*Page extract:*
★ ★ ★ ★ ★
This and other courses taught by Viliūnas – “Digital signal processors”, “Application of digital signal processors” and “Computerized physical and technological measurements” – are directly related with the topic of embedded systems. The significance of these systems as well as the importance of understanding physical processes for engineers working with embedded systems will be discussed in the interview with Mindaugas Viliūnas.

You are a physicist and a representative of solid-state electronics. What kind of work is being carried out in the Department of Solid State of Vilnius University?

Mindaugas Viliūnas.
M.  Viliūnas. In the Department of Solid State Electronics we work with various semiconducting materials, mainly organic semiconductors, amorphous and microcrystalline structures. An important feature of these materials is significantly lower level of inner order compared to other crystalline semiconductors. This provides these materials with new characteristics. Materials with more chaotic structure are not among the most important ones in semiconductor electronics, however, they are applied in solar energy, image scanning and recovery systems, sensors and some other areas.
★ ★ ★ ★ ★
*Listed entries:*
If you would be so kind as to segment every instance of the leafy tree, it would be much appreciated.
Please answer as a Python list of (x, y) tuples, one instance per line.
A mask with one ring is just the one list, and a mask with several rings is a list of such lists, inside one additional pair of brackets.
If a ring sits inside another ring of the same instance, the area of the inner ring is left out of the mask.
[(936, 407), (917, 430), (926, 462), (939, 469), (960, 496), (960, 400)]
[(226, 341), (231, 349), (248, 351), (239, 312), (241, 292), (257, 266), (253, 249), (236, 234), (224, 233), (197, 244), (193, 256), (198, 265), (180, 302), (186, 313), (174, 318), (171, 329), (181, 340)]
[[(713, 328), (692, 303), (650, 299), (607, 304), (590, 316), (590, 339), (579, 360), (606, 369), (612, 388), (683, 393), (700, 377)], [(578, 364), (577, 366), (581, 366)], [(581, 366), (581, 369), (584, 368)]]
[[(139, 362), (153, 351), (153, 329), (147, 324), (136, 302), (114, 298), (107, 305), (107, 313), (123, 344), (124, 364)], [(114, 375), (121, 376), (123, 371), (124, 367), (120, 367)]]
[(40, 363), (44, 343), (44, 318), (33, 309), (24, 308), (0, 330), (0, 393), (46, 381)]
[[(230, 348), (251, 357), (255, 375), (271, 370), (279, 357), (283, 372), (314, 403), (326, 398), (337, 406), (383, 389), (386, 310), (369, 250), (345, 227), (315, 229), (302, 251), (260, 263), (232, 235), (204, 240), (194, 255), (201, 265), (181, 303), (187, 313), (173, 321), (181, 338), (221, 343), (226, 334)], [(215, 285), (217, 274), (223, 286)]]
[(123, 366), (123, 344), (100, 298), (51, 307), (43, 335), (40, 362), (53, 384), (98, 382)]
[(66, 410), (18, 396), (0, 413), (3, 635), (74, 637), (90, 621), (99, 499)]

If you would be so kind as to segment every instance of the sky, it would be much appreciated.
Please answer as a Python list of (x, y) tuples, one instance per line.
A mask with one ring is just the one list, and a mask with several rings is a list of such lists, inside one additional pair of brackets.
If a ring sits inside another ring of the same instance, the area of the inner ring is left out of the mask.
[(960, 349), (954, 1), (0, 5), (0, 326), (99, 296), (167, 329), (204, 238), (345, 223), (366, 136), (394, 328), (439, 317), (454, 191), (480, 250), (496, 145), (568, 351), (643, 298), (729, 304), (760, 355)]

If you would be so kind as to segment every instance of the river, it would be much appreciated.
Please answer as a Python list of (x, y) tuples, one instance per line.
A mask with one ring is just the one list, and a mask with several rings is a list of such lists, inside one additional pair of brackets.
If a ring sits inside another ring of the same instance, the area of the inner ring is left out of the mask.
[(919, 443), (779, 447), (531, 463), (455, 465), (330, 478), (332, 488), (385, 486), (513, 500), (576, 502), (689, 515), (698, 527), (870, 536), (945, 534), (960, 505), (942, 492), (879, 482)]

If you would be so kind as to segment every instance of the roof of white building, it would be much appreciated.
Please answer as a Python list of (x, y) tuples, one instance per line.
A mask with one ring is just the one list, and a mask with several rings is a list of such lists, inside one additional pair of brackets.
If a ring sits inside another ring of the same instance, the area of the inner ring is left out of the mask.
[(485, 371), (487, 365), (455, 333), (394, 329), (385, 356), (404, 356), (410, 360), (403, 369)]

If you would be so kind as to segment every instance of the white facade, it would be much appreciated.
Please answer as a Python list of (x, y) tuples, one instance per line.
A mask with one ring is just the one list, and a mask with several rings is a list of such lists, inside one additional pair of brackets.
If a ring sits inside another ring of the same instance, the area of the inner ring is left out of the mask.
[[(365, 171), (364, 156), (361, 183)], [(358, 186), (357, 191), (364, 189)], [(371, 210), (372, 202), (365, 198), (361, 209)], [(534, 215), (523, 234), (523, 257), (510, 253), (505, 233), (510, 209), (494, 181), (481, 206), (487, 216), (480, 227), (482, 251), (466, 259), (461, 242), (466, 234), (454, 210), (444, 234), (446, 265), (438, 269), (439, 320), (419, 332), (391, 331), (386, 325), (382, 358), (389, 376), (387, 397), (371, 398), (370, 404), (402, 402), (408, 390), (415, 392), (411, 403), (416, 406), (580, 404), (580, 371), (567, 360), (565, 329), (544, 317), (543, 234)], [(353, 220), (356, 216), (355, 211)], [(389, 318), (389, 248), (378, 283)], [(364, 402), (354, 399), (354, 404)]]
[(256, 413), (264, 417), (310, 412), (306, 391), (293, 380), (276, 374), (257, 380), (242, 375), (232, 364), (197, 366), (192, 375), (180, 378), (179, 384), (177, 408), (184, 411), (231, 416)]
★ ★ ★ ★ ★
*Exercise set:*
A. Write out, word for word, the part of the interview excerpt that begins with the words containing "This and other" and ends with "of Vilnius University?".
B. In the interview excerpt, what kinds of materials does the Department of Solid State Electronics mainly work with?

*Results by task:*
A.
This and other courses taught by Viliūnas – “Digital signal processors”, “Application of digital signal processors” and “Computerized physical and technological measurements” – are directly related with the topic of embedded systems. The significance of these systems as well as the importance of understanding physical processes for engineers working with embedded systems will be discussed in the interview with Mindaugas Viliūnas.

You are a physicist and a representative of solid-state electronics. What kind of work is being carried out in the Department of Solid State of Vilnius University?

B. Mainly organic semiconductors and amorphous and microcrystalline structures.